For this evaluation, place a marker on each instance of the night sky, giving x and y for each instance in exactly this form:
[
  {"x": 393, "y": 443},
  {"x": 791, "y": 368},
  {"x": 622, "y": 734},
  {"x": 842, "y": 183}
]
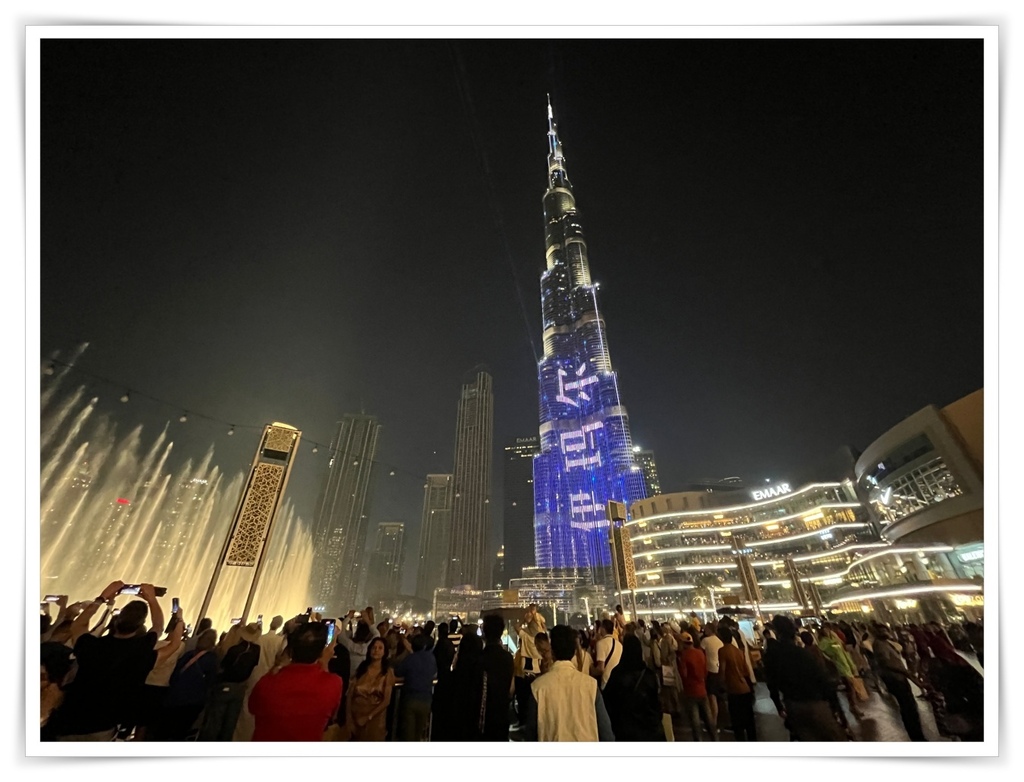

····················

REQUIREMENT: Reproduce the material with "marker" swapped for "dot" and everything else kept the same. Leave out the pictures.

SOLUTION TO THIS EXERCISE:
For this evaluation, place a dot on each instance of the night sky, giving x and y for each instance in exactly this form:
[
  {"x": 393, "y": 443},
  {"x": 791, "y": 368},
  {"x": 622, "y": 734},
  {"x": 842, "y": 183}
]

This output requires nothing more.